§ Artikel:

Zeha-Sportschuhe: „Wir waren sportgerechter“
Karl Häßner, Enkel des Firmengründers von Zeha, war von 1950 an Mitbesitzer der Schuhfabrik Carl Häßner Hohenleuben, bis der Betrieb 1972 verstaatlicht wurde. Im Jahr 2009 traf Nike Breyer den Anfang 2017 verstorbenen Karl Häßner am Gründungsort Weida in Thüringen und hatte Gelegenheit, mit ihm über Wettbewerb, Markenbewusstsein und Handlungsspielräume für Privatunternehmer in der DDR zu sprechen. Von Nike Breyer
Im Jahr 1950 trat der 1925 geborene Karl Häßner in die väterliche Schuhfabrik Carl Häßner Hohenleuben ein und leitete diese zusammen mit seinem Vater und zwei Schwagern die nächsten zwanzig Jahre. Die Fabrik wurde 1897 durch Häßners Großvater Karl Hermann Eduard Hässner (1862 – 1935) als kleine Fertigung für Hausschuhe gegründet und war kontinuierlich gewachsen.
Um 1900 beschäftigte man schon zehn Mann und arbeitete mit Transmissionsriemen. Durch eine Fotografie von 1925, auf der rund sechzig Personen zu sehen sind, ist auch der Markenname „Zeha“ (abgeleitet von den Initialen von Carl Häßner) seit dieser Zeit belegt. Nach der Zwangsenteignung 1972 blieb Karl Häßner noch ein Jahr im nunmehr volkseigenen Betrieb Spezialsportschuhe Hohenleuben, bevor er einen neuen Einsatzbereich als Leiter der „Erzeugnisgruppe Sportschuhe“ fand. Hier arbeitete er bis zur Wiedervereinigung, die eine Riesenenttäuschung brachte: Die beantragte Rückerstattung des Betriebes und der Warenzeichenrechte wurde von der Treuhand verweigert.
Den Zuschlag bekamen stattdessen die VEB-Genossen, die die neue Zeha-Schuhfabrik GmbH zügig herunterwirtschafteten. Bei Übernahme sämtlicher GmbH-Schulden von 5 Mio. DM hätte Häßner das Unternehmen nun „haben“ können, was für ihn natürlich unmöglich war. Der Betrieb wurde geschlossen, ein Investor soll die Liegenschaft unlängst gekauft haben. Seit 2003 werden unter dem Namen „Zeha“ erneut Schuhe produziert, allerdings ganz ohne Beteiligung der Gründerfamilie. Zwei Berliner Jungunternehmer haben sich verschiedene Patente und die Markenrechte gesichert und stellen seither in Kleinserien Sportschuhe im DDR-Retro-Look her.
Herr Häßner, als Sie 1950 in die väterliche Fabrik einstiegen, war diese ein Privatbetrieb. Welchen Spielraum hatten Sie im Sozialismus?
Karl Häßner: Einmal kam die VVB, die Vereinigung Volkseigener Betriebe, die es dann gab und wollte da etwas lenkend eingreifen. Aber unter Berücksichtigung der politischen Situation konnten wir im Prinzip weitestgehend frei entscheiden.

§ Aufgabe A:
Übernimm aus dem Artikel über Zeha den Abschnitt von „Den Zuschlag bekamen“ bis einschließlich „im DDR-Retro-Look her.“ Wort für Wort.
§ Aufgabe B:
Welche Jahreszahlen nennt der Artikel über Zeha im Absatz, der mit „Im Jahr 1950 trat“ beginnt? Zähl alle auf.
§ Aufgabe C:
Stimmen diese Aussagen mit dem Artikel über Zeha überein? Antworte jeweils mit Ja oder Nein und zitiere die Stelle, die es entscheidet.
(i) Die Fabrik wurde 1897 als kleine Fertigung für Hausschuhe gegründet.
(ii) Nach der Wiedervereinigung gab die Treuhand Karl Häßner den Betrieb zurück.
(iii) Seit 2003 ist die Gründerfamilie an der Herstellung der Zeha-Schuhe beteiligt.

§ Bereitgestellte Daten:

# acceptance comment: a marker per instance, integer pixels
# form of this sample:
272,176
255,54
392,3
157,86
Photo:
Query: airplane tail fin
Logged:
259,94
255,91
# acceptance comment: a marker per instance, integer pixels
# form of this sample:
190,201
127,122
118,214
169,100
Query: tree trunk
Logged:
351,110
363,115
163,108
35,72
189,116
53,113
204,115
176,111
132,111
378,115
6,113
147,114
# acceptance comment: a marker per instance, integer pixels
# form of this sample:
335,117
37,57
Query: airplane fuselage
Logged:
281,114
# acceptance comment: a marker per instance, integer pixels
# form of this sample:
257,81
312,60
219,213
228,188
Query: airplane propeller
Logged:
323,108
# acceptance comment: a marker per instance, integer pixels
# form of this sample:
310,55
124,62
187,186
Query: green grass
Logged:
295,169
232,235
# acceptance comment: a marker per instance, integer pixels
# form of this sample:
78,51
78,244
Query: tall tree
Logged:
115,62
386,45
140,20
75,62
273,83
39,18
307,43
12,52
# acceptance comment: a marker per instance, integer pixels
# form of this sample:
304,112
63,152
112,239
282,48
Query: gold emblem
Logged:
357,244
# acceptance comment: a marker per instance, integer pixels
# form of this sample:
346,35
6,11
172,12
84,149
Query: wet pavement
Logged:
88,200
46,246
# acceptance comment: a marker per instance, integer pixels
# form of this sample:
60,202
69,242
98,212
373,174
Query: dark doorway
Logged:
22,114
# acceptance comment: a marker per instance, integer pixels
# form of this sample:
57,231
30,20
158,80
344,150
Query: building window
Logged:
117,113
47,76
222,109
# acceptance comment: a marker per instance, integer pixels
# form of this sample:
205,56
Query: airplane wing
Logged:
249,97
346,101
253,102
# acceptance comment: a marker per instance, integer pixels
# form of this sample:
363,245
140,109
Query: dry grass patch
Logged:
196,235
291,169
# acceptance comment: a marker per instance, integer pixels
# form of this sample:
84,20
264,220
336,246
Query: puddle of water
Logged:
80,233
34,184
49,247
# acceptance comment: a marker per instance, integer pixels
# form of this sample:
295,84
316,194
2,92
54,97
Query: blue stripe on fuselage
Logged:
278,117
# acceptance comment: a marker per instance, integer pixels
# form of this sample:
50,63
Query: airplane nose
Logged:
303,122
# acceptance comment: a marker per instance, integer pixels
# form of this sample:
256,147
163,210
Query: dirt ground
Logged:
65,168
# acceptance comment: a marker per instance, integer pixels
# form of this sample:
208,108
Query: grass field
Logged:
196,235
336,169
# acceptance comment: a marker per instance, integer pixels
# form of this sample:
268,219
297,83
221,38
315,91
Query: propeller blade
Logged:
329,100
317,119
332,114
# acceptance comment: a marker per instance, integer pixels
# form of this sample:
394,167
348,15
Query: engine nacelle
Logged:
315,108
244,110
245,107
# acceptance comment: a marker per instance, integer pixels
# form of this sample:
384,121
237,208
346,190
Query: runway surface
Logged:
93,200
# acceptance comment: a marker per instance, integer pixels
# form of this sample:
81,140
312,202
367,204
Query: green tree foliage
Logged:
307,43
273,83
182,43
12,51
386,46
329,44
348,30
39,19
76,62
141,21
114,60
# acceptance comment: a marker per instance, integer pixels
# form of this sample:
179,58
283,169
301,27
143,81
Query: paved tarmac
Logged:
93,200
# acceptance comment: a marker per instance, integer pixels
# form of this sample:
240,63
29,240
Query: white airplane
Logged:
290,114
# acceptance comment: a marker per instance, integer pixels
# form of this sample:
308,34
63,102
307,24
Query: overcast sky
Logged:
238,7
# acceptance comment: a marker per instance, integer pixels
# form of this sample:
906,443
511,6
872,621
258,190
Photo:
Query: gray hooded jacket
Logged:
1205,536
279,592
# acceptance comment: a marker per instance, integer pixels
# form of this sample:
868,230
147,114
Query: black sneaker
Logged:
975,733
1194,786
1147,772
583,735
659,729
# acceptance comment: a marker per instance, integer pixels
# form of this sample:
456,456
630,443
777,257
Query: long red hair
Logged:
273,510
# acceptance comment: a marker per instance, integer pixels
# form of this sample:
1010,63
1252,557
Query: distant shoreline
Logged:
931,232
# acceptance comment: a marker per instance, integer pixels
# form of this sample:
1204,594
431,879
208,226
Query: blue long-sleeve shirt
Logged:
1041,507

§ Vollständige Lösung A:
Den Zuschlag bekamen stattdessen die VEB-Genossen, die die neue Zeha-Schuhfabrik GmbH zügig herunterwirtschafteten. Bei Übernahme sämtlicher GmbH-Schulden von 5 Mio. DM hätte Häßner das Unternehmen nun „haben“ können, was für ihn natürlich unmöglich war. Der Betrieb wurde geschlossen, ein Investor soll die Liegenschaft unlängst gekauft haben. Seit 2003 werden unter dem Namen „Zeha“ erneut Schuhe produziert, allerdings ganz ohne Beteiligung der Gründerfamilie. Zwei Berliner Jungunternehmer haben sich verschiedene Patente und die Markenrechte gesichert und stellen seither in Kleinserien Sportschuhe im DDR-Retro-Look her.

§ Vollständige Lösung B:
1950, 1925, 1897, 1862, 1935

§ Vollständige Lösung C:
(i) Ja: „Die Fabrik wurde 1897 durch Häßners Großvater Karl Hermann Eduard Hässner (1862 – 1935) als kleine Fertigung für Hausschuhe gegründet“
(ii) Nein: „Die beantragte Rückerstattung des Betriebes und der Warenzeichenrechte wurde von der Treuhand verweigert.“
(iii) Nein: „allerdings ganz ohne Beteiligung der Gründerfamilie“